**Exercise prompt:**
Report, as a bare number, how many lines in the data contain "short".

**Records to process:**
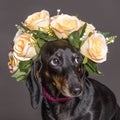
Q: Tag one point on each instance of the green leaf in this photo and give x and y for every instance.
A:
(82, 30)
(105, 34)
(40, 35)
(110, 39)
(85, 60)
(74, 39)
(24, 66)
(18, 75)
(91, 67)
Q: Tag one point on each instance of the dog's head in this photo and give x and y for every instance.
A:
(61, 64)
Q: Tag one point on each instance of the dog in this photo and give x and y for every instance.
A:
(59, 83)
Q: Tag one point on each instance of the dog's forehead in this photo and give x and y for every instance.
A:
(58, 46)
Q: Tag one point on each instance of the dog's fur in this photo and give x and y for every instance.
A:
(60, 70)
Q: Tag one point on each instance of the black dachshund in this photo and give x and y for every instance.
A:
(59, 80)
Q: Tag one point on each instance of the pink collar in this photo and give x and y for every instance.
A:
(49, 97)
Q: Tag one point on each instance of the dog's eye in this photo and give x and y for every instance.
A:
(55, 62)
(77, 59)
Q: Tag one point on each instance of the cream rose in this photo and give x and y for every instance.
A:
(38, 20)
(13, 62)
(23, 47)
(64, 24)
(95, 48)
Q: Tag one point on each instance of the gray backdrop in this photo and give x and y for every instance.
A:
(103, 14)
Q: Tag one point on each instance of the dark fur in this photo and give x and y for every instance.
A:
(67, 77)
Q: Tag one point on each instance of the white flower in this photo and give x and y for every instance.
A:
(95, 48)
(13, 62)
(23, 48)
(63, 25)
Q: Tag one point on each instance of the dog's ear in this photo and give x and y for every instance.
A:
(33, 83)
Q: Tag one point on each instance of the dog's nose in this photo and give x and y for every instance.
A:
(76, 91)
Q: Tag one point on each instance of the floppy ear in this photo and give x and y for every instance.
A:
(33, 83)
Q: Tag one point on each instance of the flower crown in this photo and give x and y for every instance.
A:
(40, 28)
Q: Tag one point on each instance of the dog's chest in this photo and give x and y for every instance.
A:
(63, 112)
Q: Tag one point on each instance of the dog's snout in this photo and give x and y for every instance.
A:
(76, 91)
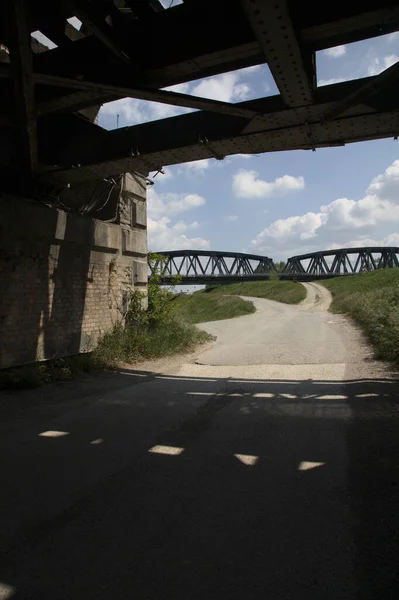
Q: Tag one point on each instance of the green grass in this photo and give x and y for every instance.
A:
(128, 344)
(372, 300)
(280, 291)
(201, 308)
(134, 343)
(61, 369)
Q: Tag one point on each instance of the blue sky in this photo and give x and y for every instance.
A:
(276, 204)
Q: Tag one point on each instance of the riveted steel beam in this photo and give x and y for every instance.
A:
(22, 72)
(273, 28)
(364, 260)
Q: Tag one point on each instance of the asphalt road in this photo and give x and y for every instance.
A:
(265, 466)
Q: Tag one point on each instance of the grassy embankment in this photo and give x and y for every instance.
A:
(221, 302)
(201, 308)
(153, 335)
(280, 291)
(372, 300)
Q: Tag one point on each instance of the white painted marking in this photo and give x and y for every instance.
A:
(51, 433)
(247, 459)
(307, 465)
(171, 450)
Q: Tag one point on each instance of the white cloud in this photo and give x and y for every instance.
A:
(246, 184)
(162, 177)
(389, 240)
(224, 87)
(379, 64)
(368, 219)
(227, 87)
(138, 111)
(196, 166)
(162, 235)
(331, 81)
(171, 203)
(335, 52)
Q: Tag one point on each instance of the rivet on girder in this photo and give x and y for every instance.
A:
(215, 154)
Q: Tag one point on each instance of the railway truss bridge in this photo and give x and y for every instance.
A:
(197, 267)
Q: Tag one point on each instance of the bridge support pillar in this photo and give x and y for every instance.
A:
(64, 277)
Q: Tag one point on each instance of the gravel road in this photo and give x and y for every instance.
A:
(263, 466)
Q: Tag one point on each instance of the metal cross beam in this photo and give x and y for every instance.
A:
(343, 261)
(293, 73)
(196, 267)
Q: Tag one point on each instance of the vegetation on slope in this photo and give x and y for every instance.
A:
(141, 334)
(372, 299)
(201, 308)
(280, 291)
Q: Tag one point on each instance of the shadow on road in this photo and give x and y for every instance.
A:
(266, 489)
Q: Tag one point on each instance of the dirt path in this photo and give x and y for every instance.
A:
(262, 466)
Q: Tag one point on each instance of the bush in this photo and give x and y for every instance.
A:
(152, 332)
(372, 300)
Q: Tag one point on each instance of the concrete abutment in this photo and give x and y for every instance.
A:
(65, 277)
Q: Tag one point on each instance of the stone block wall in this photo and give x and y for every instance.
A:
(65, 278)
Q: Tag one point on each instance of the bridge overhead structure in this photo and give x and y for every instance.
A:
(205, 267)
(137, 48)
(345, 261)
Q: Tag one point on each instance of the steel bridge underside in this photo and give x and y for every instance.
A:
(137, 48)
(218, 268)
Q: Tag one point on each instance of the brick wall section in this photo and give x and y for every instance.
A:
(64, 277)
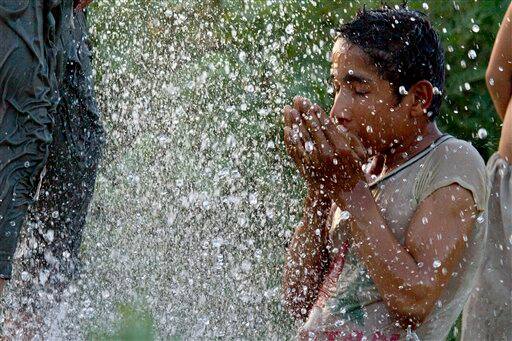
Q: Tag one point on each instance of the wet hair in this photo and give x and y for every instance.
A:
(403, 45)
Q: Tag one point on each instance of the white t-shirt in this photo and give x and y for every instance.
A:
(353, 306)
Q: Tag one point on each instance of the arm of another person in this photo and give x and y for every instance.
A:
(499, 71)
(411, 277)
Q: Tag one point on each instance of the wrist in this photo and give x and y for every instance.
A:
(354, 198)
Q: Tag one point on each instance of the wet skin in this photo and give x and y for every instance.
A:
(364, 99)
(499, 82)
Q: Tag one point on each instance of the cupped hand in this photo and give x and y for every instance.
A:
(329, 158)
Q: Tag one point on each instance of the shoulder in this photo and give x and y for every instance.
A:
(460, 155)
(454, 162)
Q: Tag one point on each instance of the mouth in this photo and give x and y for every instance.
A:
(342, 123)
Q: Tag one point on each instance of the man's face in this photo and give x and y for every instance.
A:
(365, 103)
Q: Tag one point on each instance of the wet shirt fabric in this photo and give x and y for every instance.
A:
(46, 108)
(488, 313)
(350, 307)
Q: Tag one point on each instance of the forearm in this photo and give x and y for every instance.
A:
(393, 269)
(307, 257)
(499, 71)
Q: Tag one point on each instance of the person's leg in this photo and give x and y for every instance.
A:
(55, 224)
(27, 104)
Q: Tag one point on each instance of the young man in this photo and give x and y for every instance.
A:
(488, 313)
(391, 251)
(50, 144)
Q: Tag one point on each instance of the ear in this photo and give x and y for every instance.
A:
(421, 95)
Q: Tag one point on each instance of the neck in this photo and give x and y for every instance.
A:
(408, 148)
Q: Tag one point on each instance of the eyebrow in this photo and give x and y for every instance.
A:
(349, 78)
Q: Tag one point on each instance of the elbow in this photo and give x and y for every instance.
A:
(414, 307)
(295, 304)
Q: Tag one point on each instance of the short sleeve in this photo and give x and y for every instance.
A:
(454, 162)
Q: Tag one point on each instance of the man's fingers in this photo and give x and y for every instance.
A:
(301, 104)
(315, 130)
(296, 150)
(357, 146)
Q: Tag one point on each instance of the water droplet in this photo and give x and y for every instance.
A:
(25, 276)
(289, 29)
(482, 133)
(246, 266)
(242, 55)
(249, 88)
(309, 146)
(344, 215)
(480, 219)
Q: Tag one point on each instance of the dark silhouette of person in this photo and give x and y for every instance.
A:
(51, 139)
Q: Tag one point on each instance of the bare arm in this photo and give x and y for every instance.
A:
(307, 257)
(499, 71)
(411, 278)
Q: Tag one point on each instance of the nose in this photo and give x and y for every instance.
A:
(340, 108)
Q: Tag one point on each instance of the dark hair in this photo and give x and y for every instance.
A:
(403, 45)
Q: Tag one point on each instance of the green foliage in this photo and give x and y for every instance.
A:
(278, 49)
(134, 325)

...

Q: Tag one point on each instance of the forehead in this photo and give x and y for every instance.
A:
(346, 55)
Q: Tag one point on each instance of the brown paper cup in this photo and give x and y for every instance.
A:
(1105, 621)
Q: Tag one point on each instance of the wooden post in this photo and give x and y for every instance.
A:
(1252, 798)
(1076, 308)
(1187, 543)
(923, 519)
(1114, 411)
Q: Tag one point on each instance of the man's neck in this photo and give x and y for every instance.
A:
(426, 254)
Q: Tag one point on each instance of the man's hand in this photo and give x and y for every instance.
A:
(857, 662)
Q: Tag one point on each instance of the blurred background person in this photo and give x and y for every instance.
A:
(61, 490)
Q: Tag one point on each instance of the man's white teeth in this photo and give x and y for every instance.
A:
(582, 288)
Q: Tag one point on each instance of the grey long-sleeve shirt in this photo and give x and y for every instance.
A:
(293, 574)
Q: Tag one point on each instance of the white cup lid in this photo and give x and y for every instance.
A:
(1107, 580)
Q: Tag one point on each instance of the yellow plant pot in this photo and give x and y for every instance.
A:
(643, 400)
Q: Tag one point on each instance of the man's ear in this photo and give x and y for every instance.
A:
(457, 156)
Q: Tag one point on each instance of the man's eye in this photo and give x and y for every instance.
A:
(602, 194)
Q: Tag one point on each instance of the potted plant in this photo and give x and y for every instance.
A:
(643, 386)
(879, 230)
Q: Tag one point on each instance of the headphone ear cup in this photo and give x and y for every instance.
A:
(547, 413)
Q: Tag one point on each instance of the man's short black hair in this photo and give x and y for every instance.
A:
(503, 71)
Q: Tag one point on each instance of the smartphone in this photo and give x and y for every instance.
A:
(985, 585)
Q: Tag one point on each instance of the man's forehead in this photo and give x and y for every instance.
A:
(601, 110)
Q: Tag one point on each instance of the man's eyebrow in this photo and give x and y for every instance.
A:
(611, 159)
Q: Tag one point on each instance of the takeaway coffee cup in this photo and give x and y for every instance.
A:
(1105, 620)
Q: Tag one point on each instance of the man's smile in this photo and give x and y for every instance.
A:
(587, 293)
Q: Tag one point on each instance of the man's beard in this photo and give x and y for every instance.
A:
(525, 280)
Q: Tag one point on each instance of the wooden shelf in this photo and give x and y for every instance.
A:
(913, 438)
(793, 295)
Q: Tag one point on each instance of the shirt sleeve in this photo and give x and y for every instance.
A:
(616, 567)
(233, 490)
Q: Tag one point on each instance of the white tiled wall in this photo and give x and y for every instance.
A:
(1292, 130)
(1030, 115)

**Response:**
2